What the task requires
Go through the listing below and copy out each line that contains the word "grain".

+++ Data supplied

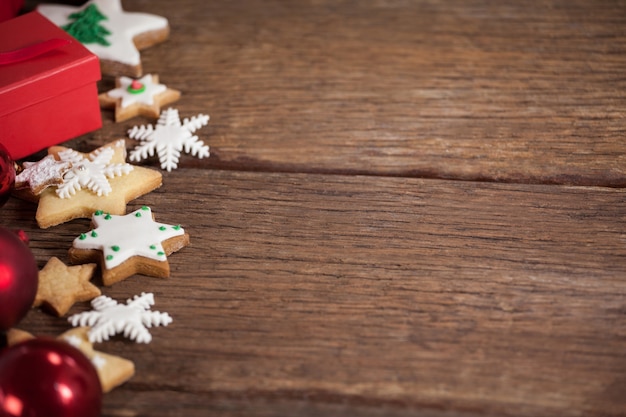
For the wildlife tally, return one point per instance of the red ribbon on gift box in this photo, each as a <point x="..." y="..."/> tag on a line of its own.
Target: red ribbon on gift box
<point x="31" y="51"/>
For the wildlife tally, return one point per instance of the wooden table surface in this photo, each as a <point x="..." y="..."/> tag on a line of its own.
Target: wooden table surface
<point x="410" y="208"/>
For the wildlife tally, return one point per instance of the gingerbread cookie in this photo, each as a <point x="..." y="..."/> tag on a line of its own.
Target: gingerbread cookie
<point x="144" y="97"/>
<point x="114" y="35"/>
<point x="61" y="286"/>
<point x="127" y="245"/>
<point x="78" y="201"/>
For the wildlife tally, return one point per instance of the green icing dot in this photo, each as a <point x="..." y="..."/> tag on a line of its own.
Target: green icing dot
<point x="139" y="90"/>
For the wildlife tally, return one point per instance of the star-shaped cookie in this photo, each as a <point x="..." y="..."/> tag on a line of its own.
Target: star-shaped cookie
<point x="144" y="97"/>
<point x="112" y="370"/>
<point x="127" y="245"/>
<point x="41" y="174"/>
<point x="60" y="286"/>
<point x="54" y="210"/>
<point x="123" y="33"/>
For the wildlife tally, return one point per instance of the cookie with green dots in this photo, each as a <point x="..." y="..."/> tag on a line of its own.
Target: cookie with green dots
<point x="128" y="245"/>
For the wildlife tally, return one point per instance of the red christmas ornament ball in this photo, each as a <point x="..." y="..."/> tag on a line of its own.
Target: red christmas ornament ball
<point x="48" y="378"/>
<point x="7" y="174"/>
<point x="19" y="278"/>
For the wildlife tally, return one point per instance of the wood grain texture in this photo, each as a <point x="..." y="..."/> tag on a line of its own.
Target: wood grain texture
<point x="413" y="280"/>
<point x="497" y="91"/>
<point x="349" y="295"/>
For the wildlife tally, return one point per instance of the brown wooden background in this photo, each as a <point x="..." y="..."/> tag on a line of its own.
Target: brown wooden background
<point x="411" y="208"/>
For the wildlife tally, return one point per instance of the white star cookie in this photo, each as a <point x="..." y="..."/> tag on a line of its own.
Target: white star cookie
<point x="54" y="210"/>
<point x="144" y="97"/>
<point x="121" y="34"/>
<point x="127" y="245"/>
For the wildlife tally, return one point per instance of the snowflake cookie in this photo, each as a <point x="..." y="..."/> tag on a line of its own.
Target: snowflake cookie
<point x="127" y="245"/>
<point x="131" y="319"/>
<point x="144" y="97"/>
<point x="168" y="138"/>
<point x="90" y="172"/>
<point x="54" y="210"/>
<point x="42" y="174"/>
<point x="114" y="35"/>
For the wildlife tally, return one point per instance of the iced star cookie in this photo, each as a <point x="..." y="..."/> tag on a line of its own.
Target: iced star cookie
<point x="144" y="97"/>
<point x="114" y="35"/>
<point x="55" y="209"/>
<point x="128" y="245"/>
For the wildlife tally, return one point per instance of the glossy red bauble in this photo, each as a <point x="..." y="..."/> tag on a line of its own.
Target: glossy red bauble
<point x="7" y="174"/>
<point x="18" y="279"/>
<point x="48" y="378"/>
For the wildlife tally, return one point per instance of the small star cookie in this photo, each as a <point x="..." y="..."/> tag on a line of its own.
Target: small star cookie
<point x="144" y="97"/>
<point x="54" y="210"/>
<point x="127" y="245"/>
<point x="60" y="286"/>
<point x="114" y="35"/>
<point x="42" y="174"/>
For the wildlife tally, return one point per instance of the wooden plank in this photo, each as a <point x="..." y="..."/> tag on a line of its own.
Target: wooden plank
<point x="496" y="91"/>
<point x="349" y="295"/>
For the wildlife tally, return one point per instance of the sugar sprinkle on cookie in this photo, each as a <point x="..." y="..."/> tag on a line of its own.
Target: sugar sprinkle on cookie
<point x="54" y="210"/>
<point x="41" y="174"/>
<point x="60" y="286"/>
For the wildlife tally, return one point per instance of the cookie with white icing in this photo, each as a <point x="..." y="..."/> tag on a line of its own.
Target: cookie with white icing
<point x="114" y="35"/>
<point x="138" y="97"/>
<point x="111" y="194"/>
<point x="128" y="245"/>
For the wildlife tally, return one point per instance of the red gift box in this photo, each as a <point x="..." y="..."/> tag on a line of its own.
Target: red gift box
<point x="50" y="97"/>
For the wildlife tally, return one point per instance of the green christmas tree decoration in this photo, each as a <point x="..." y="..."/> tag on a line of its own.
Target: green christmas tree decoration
<point x="86" y="26"/>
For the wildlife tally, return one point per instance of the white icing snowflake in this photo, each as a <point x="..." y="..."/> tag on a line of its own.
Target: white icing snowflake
<point x="90" y="172"/>
<point x="110" y="318"/>
<point x="169" y="137"/>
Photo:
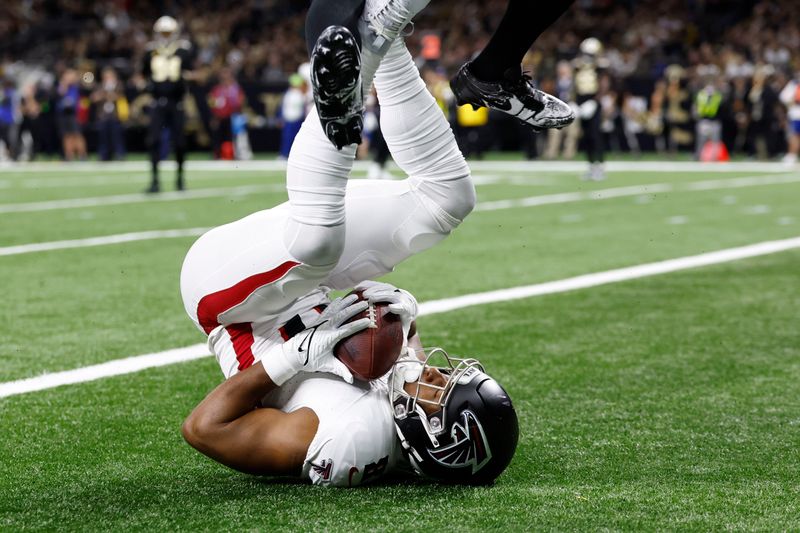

++++++

Result of this task
For the wildlife tally, return one point per instance of the wood grain texture in this photo, each as a <point x="..." y="..."/> tag on a line of its own.
Target: wood grain texture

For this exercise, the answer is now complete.